--- Start Extracted material ---
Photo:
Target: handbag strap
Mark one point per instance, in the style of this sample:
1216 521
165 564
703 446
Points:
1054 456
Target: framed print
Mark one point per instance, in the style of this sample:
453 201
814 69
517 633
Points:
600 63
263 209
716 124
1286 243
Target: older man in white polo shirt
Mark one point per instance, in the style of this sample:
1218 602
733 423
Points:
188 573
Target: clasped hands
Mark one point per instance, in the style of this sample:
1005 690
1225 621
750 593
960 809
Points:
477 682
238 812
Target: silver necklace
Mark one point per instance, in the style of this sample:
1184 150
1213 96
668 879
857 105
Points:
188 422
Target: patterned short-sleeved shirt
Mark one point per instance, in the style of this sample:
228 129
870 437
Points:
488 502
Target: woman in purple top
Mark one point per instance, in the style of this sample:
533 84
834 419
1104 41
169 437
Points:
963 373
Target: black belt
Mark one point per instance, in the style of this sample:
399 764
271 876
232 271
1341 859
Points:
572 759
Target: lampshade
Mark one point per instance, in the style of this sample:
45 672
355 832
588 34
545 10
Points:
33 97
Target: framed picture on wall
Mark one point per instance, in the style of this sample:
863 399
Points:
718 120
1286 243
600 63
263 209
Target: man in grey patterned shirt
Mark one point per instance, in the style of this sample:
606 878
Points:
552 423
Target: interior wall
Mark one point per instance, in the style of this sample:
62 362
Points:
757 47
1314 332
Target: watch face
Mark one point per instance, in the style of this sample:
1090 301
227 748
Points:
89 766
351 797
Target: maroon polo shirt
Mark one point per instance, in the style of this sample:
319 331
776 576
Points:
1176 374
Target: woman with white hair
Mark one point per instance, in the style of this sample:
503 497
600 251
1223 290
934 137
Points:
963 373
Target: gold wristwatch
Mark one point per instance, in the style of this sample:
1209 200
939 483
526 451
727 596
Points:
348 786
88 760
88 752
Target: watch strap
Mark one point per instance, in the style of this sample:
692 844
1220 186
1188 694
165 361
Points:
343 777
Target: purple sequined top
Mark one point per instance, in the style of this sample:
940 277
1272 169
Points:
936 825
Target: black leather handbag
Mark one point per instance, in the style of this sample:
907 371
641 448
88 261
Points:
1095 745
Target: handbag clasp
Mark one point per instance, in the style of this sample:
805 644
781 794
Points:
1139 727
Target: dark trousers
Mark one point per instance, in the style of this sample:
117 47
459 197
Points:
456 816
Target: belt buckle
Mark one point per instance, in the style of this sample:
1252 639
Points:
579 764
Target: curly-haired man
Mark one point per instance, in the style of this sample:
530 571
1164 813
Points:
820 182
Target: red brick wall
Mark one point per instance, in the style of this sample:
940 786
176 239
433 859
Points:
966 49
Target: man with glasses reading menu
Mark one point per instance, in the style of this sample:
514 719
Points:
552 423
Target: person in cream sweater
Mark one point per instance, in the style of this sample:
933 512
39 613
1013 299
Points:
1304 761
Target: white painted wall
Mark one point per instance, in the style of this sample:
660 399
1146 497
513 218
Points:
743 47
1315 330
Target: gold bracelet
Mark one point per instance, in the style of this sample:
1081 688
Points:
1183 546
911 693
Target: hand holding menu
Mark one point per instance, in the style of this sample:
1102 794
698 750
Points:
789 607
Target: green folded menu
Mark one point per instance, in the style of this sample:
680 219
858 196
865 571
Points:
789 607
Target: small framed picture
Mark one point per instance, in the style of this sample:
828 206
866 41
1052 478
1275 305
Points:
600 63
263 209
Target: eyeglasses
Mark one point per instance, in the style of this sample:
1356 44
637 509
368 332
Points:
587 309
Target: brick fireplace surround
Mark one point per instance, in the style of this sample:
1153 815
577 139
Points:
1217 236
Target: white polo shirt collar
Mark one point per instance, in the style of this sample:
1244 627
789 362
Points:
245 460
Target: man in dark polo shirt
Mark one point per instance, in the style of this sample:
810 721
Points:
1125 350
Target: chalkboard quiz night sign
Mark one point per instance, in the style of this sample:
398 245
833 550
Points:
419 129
--- End Extracted material ---
• [Objective]: Arrange each line of the records above as a Markdown table with the columns "Row" and "Text", numbering the lines in order and omitting any blank lines.

• [The answer]:
| Row | Text |
|---|---|
| 1 | Photo: |
| 2 | Target: handbag strap |
| 3 | Mark one point per instance, in the style of this sample: |
| 4 | 1216 521 |
| 5 | 165 564 |
| 6 | 703 446 |
| 7 | Points: |
| 8 | 1054 456 |
| 9 | Target: framed print |
| 10 | Mark one point per instance, in the style of this sample: |
| 11 | 453 201 |
| 12 | 814 69 |
| 13 | 517 633 |
| 14 | Points: |
| 15 | 600 63 |
| 16 | 263 209 |
| 17 | 716 124 |
| 18 | 1286 243 |
| 19 | Target: older man in white polo shirt |
| 20 | Mark one point per instance, in the style of this sample: |
| 21 | 1218 602 |
| 22 | 733 423 |
| 23 | Points: |
| 24 | 188 573 |
| 25 | Target: clasped hands |
| 26 | Mark one point per instance, in the style of this sample: |
| 27 | 1005 690 |
| 28 | 1225 621 |
| 29 | 750 593 |
| 30 | 960 809 |
| 31 | Points: |
| 32 | 477 682 |
| 33 | 238 812 |
| 34 | Target: silver necklace |
| 35 | Mark one point per instance, in the style of this sample: |
| 36 | 1184 150 |
| 37 | 1213 96 |
| 38 | 668 879 |
| 39 | 857 105 |
| 40 | Points: |
| 41 | 188 422 |
| 42 | Target: patterned short-sleeved shirt |
| 43 | Mark one point per instance, in the style of this sample: |
| 44 | 228 129 |
| 45 | 870 437 |
| 46 | Points: |
| 47 | 488 502 |
| 48 | Target: woman in purple top |
| 49 | Mark one point per instance, in the style of this sample: |
| 50 | 533 84 |
| 51 | 834 419 |
| 52 | 1104 41 |
| 53 | 169 437 |
| 54 | Points: |
| 55 | 963 373 |
| 56 | Target: black belt |
| 57 | Mark one point per instance, in the style of this sample: |
| 58 | 399 764 |
| 59 | 271 876 |
| 60 | 232 271 |
| 61 | 1341 859 |
| 62 | Points: |
| 63 | 572 759 |
| 64 | Target: lampshade |
| 65 | Mark one point per instance, in the style of this sample: |
| 66 | 45 672 |
| 67 | 355 832 |
| 68 | 588 34 |
| 69 | 545 10 |
| 70 | Points: |
| 71 | 33 97 |
| 72 | Target: framed picture on wall |
| 73 | Mark one point per instance, in the style of this sample: |
| 74 | 863 399 |
| 75 | Points: |
| 76 | 718 120 |
| 77 | 1286 243 |
| 78 | 600 63 |
| 79 | 263 209 |
| 80 | Target: man in grey patterned shirt |
| 81 | Mark one point per instance, in the style of this sample: |
| 82 | 606 878 |
| 83 | Points: |
| 84 | 552 423 |
| 85 | Target: interior wall |
| 86 | Mark one point per instance, in the style of this sample: |
| 87 | 62 362 |
| 88 | Points: |
| 89 | 757 47 |
| 90 | 1314 332 |
| 91 | Target: watch face |
| 92 | Mark one point per instance, in the style of this sample: |
| 93 | 1090 301 |
| 94 | 227 748 |
| 95 | Points: |
| 96 | 89 766 |
| 97 | 351 797 |
| 98 | Target: maroon polo shirt |
| 99 | Mark one point per instance, in the style of this sample: |
| 100 | 319 331 |
| 101 | 776 576 |
| 102 | Points: |
| 103 | 1176 374 |
| 104 | Target: woman with white hair |
| 105 | Mark one point per instance, in the style of this sample: |
| 106 | 503 497 |
| 107 | 600 251 |
| 108 | 1223 290 |
| 109 | 934 137 |
| 110 | Points: |
| 111 | 963 373 |
| 112 | Target: gold wristwatch |
| 113 | Mark one point per instance, in the style of this sample: |
| 114 | 1209 200 |
| 115 | 939 483 |
| 116 | 526 451 |
| 117 | 727 596 |
| 118 | Points: |
| 119 | 348 786 |
| 120 | 88 760 |
| 121 | 88 752 |
| 122 | Target: watch strap |
| 123 | Mark one point per instance, in the style of this sample: |
| 124 | 692 844 |
| 125 | 1220 186 |
| 126 | 1188 694 |
| 127 | 165 361 |
| 128 | Points: |
| 129 | 343 777 |
| 130 | Target: purple sequined top |
| 131 | Mark one point per instance, in the style of this sample: |
| 132 | 940 277 |
| 133 | 1272 169 |
| 134 | Points: |
| 135 | 936 825 |
| 136 | Target: black leather handbag |
| 137 | Mark one point per instance, in the style of this sample: |
| 138 | 907 371 |
| 139 | 641 448 |
| 140 | 88 261 |
| 141 | Points: |
| 142 | 1095 745 |
| 143 | Target: handbag clasp |
| 144 | Mark one point per instance, in the style of this sample: |
| 145 | 805 644 |
| 146 | 781 794 |
| 147 | Points: |
| 148 | 1139 727 |
| 149 | Target: dark trousers |
| 150 | Mark one point per instance, in the style of this sample: |
| 151 | 117 47 |
| 152 | 459 197 |
| 153 | Points: |
| 154 | 456 816 |
| 155 | Target: belt buckle |
| 156 | Mark one point per instance, in the style of this sample: |
| 157 | 1252 639 |
| 158 | Points: |
| 159 | 579 764 |
| 160 | Target: curly-haired man |
| 161 | Mark one point per instance, in the style of this sample: |
| 162 | 530 571 |
| 163 | 1164 813 |
| 164 | Points: |
| 165 | 820 182 |
| 166 | Target: red brick wall |
| 167 | Mark one point per instance, in the style of this sample: |
| 168 | 940 786 |
| 169 | 176 239 |
| 170 | 433 859 |
| 171 | Points: |
| 172 | 966 49 |
| 173 | Target: man with glasses reading menu |
| 174 | Mark one point per instance, in the style of this sample: |
| 175 | 514 719 |
| 176 | Points: |
| 177 | 552 423 |
| 178 | Target: person in cream sweater |
| 179 | Mark one point per instance, in the style of this sample: |
| 180 | 933 512 |
| 181 | 39 613 |
| 182 | 1013 299 |
| 183 | Points: |
| 184 | 1304 761 |
| 185 | Target: white painted wall |
| 186 | Mark one point per instance, in the style of this sample: |
| 187 | 660 399 |
| 188 | 1146 497 |
| 189 | 513 218 |
| 190 | Points: |
| 191 | 743 47 |
| 192 | 1315 330 |
| 193 | Target: gold bracelet |
| 194 | Mark one point per instance, in the style of this sample: |
| 195 | 1081 688 |
| 196 | Points: |
| 197 | 1183 546 |
| 198 | 911 693 |
| 199 | Target: hand holding menu |
| 200 | Mark one point per instance, in the style of this sample: |
| 201 | 1102 794 |
| 202 | 698 750 |
| 203 | Points: |
| 204 | 789 607 |
| 205 | Target: green folded menu |
| 206 | Mark one point per instance, in the style of this sample: |
| 207 | 680 219 |
| 208 | 858 196 |
| 209 | 865 571 |
| 210 | Points: |
| 211 | 789 607 |
| 212 | Target: small framed picture |
| 213 | Mark one point per instance, in the style of this sample: |
| 214 | 828 206 |
| 215 | 866 41 |
| 216 | 1052 478 |
| 217 | 1275 305 |
| 218 | Points: |
| 219 | 600 63 |
| 220 | 263 209 |
| 221 | Target: eyeglasses |
| 222 | Mark one point per instance, in the style of this sample: |
| 223 | 1356 44 |
| 224 | 637 509 |
| 225 | 368 332 |
| 226 | Points: |
| 227 | 587 309 |
| 228 | Target: brick fireplace surround |
| 229 | Mark one point per instance, in the style of this sample: |
| 230 | 1153 815 |
| 231 | 577 139 |
| 232 | Points: |
| 233 | 1217 236 |
| 234 | Target: white polo shirt collar |
| 235 | Mark one point per instance, in the style of this sample: |
| 236 | 1244 627 |
| 237 | 789 362 |
| 238 | Points: |
| 239 | 245 460 |
| 240 | Target: man in dark polo shirt |
| 241 | Mark one point per instance, in the style of this sample: |
| 242 | 810 721 |
| 243 | Points: |
| 244 | 1125 350 |
| 245 | Target: chalkboard quiz night sign |
| 246 | Mark one point per instance, in the style of this sample: |
| 247 | 398 245 |
| 248 | 833 550 |
| 249 | Points: |
| 250 | 419 129 |